━━━ TEKS PILIHAN

Matanurani, Jakarta – Suka tidak suka, mau tidak mau, Indonesia kemungkinan bakal mengalami resesi jika pertumbuhan ekonomi di kuartal III-2020 negatif mengingat di kuartal II juga sudah minus.
Pahit memang, tetapi pandemi virus corona (Coronavirus Disease-2019/Covid-19) membuat ekonomi dunia mengkerut, bukan cuma Indonesia.
Definisi resesi sendiri adalah kontraksi ekonomi dalam dua kuartal beruntun pada tahun yang sama.
Pada kuartal I-2020, secara year-on-Year (YoY) ekonomi Indonesia masih bisa tumbuh 2,97%. Namun pada kuartal II-2020, Indonesia sudah tidak bisa menghindar dari kontraksi sebesar 5,32% sehingga apabila pada kuartal ketiga perekonomian Indonesia kembali terkontraksi maka Indonesia secara sah dan meyakinkan jatuh ke jurang resesi.

━━━━━━
━━━ INFORMASI

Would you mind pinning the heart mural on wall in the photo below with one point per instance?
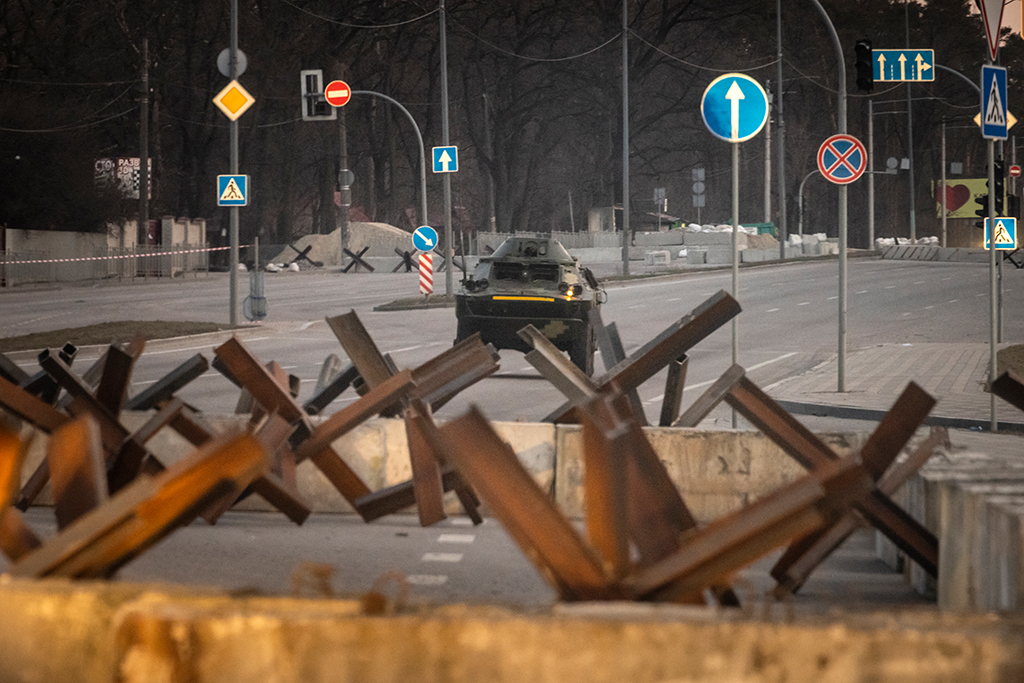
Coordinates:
(956, 196)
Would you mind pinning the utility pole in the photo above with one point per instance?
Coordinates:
(143, 152)
(233, 211)
(626, 143)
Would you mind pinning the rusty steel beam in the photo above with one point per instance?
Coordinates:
(426, 465)
(673, 397)
(797, 563)
(491, 466)
(712, 396)
(360, 348)
(1010, 387)
(605, 492)
(16, 539)
(732, 542)
(113, 388)
(29, 408)
(321, 399)
(78, 473)
(146, 511)
(169, 384)
(911, 537)
(666, 347)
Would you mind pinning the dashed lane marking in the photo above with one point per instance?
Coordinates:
(457, 538)
(441, 557)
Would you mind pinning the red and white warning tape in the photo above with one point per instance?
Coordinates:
(426, 273)
(104, 258)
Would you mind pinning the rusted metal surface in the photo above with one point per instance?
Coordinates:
(570, 565)
(674, 384)
(666, 347)
(78, 472)
(169, 384)
(100, 542)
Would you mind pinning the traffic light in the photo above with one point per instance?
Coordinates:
(982, 211)
(999, 190)
(865, 68)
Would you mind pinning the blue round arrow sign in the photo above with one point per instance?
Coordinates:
(734, 108)
(425, 239)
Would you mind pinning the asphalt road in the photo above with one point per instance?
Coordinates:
(788, 324)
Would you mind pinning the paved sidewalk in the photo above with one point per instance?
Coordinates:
(953, 374)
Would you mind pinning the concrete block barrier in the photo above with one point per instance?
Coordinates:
(97, 632)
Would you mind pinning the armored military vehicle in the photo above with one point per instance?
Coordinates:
(531, 281)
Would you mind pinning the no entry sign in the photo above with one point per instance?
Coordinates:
(337, 93)
(842, 159)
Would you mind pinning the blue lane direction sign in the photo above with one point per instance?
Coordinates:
(993, 102)
(445, 160)
(903, 65)
(1006, 233)
(425, 239)
(232, 189)
(734, 108)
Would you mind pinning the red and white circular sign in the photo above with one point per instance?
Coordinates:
(337, 93)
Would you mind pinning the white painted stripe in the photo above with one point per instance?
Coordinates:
(457, 538)
(710, 382)
(441, 557)
(426, 579)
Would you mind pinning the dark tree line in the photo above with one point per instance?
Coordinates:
(536, 107)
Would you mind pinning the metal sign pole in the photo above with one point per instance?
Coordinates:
(735, 255)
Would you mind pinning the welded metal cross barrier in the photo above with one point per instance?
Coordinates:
(103, 539)
(667, 347)
(896, 428)
(435, 383)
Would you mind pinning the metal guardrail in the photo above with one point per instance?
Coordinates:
(34, 267)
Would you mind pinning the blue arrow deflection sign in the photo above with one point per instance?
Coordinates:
(445, 160)
(903, 65)
(734, 108)
(425, 239)
(993, 102)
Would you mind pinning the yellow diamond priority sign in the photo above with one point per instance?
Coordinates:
(233, 100)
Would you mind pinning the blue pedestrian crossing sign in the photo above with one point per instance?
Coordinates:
(734, 108)
(445, 160)
(1005, 235)
(232, 189)
(993, 102)
(425, 239)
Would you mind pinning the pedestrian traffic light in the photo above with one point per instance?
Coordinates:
(865, 69)
(999, 190)
(982, 211)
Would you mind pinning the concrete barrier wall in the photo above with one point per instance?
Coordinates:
(96, 632)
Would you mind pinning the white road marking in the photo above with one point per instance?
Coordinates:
(441, 557)
(710, 382)
(457, 538)
(426, 579)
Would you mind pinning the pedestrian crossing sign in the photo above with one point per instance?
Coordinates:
(1005, 235)
(232, 189)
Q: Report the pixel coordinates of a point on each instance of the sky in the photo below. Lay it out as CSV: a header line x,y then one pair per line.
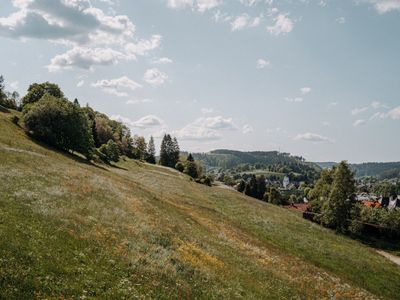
x,y
316,78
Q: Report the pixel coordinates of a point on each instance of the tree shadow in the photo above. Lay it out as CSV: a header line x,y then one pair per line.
x,y
4,110
66,154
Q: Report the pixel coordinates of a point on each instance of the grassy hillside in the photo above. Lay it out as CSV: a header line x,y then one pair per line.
x,y
72,229
376,169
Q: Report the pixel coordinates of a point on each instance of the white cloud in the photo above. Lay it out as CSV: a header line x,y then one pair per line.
x,y
14,85
312,137
199,5
341,20
207,110
359,123
145,122
155,77
245,21
85,58
65,21
283,25
305,90
203,5
180,4
138,101
394,113
359,110
142,47
206,128
246,129
240,22
262,63
162,61
117,86
94,37
294,100
249,2
383,6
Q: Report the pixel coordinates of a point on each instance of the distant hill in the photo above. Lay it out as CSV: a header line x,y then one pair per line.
x,y
381,170
71,229
227,159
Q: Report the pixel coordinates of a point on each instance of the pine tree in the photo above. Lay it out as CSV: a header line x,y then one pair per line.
x,y
336,211
151,151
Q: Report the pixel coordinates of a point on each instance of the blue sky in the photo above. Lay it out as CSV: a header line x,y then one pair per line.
x,y
319,79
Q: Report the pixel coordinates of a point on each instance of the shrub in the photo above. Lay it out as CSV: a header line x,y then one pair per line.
x,y
180,166
59,123
109,151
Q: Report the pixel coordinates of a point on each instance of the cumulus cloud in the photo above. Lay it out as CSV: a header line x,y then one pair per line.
x,y
246,129
155,77
294,100
117,86
383,6
359,123
146,122
209,128
311,137
262,63
359,110
94,37
305,90
283,25
199,5
162,61
85,58
394,113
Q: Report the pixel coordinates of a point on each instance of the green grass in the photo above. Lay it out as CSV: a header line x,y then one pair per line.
x,y
71,229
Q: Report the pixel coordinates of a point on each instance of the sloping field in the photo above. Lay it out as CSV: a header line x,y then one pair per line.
x,y
69,229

━━━━━━

TUGAS LATIHAN:
(1) Jawablah pertanyaan berikut berdasarkan teks tentang resesi Indonesia.
(a) Apa definisi resesi menurut teks?
(b) Berapa pertumbuhan ekonomi Indonesia secara year-on-year pada kuartal I-2020?
(c) Berapa besar kontraksi ekonomi Indonesia pada kuartal II-2020?
(2) Sebutkan semua kuartal tahun 2020 yang disinggung dalam teks tentang resesi Indonesia.
(3) Teruskan teks tentang resesi Indonesia mulai dari sesudah kalimat terakhirnya.

JAWABAN LATIHAN:
(1)
(a) Kontraksi ekonomi dalam dua kuartal beruntun pada tahun yang sama.
(b) 2,97%.
(c) 5,32%.

(2) Kuartal I-2020, kuartal II-2020, dan kuartal III-2020.

(3)
Bahkan Menteri Keuangan Sri Mulyani Indrawati kembali mengingatkan akan kontraksi ekonomi di kuartal III-2020. Meski tidak sedalam kuartal II, tapi dinilai masih terus diwaspadai.
“Kontraksi ekonomi Indonesia di tahun 2020 ini di kuartal kedua kemungkinan masih akan berlangsung, dari sisi kuartal ketiga meskipun suasana kuartal ketiga mungkin relatif lebih baik dari kuartal kedua tersebut,” ujarnya di Gedung DPR RI, Rabu (9/9) kemarin.
Dengan kondisi ini, maka outlook ekonomi Indonesia di tahun ini pun direvisi ke bawah. Pertumbuhan ekonomi sebelum Covid diprediksi bisa tumbuh 5,3% dan saat ini menjadi -1,1 sampai 0,2%.
Tidak hanya Menkeu, Menkopolhukam Mahfud MD juga dengan gamblang menyebutkan Indonesia bakal masuk ke jurang resesi ekonomi. Bulan depan, menurut Mahfud resesi terjadi.
“Sementara kehidupan ekonomi turun terus. Bulan depan hampir dapat dipastikan 99,9 persen akan terjadi resesi ekonomi di Indonesia,” demikian kata Mahfud.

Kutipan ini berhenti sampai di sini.